--- Entries provided ---

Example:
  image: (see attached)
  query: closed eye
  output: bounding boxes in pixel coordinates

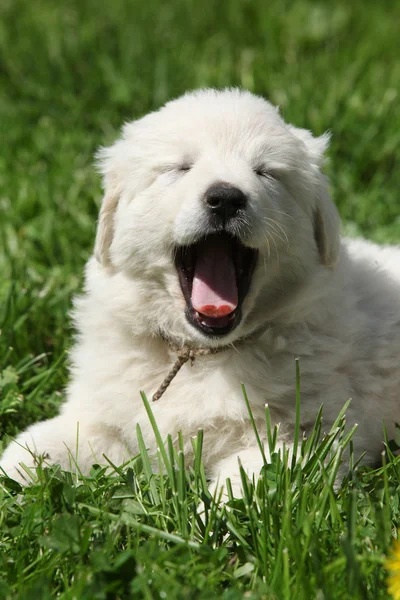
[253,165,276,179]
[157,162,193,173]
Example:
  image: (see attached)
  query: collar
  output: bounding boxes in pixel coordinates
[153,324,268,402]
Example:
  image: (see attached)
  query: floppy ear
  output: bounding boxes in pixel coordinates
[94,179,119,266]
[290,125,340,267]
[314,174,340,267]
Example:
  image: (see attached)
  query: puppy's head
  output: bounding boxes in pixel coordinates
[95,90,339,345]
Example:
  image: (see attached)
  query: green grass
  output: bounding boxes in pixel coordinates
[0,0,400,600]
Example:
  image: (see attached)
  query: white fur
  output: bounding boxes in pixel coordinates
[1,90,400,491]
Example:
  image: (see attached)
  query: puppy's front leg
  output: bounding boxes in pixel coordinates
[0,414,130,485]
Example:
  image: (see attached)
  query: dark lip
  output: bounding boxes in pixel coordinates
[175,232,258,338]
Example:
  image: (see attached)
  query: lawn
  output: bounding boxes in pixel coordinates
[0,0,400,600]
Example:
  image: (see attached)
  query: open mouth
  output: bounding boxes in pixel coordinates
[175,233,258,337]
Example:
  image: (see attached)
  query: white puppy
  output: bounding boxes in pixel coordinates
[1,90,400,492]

---

- **Given instruction**
Reproduce all of the data above word for word, leaving out the pictures.

- **Answer to this task**
Example:
  image: (see attached)
  query: closed eye
  output: bounding boxes in pixel coordinates

[253,165,276,179]
[157,162,193,173]
Example:
  image: (see attached)
  query: collar
  output: bounding boxes in pixel coordinates
[153,324,268,402]
Example:
  image: (see attached)
  query: floppy ear
  output: bounding boxes in pixel coordinates
[94,179,119,266]
[290,125,340,267]
[314,174,340,267]
Example:
  image: (see attached)
  query: puppy's head
  output: bounding boxes in pixel coordinates
[95,90,339,345]
Example:
  image: (see attached)
  query: green grass
  output: bounding boxes in pixel coordinates
[0,0,400,600]
Example:
  image: (see attached)
  query: white fur
  output: bounding boxes in pixel coordinates
[1,90,400,491]
Example:
  image: (see attached)
  query: puppy's front leg
  output: bounding boxes in pixel coordinates
[0,414,130,485]
Example:
  image: (see attached)
  query: dark lip
  output: bounding boxes in pixel coordinates
[175,232,258,338]
Example:
  image: (see attached)
  query: lawn
  output: bounding boxes in pixel coordinates
[0,0,400,600]
Example:
  image: (see attached)
  query: open mouth
  output: bounding boxes in pixel coordinates
[175,233,258,337]
Example:
  image: (see attached)
  query: white puppy
  output: bounding boxes in pixel coordinates
[1,90,400,492]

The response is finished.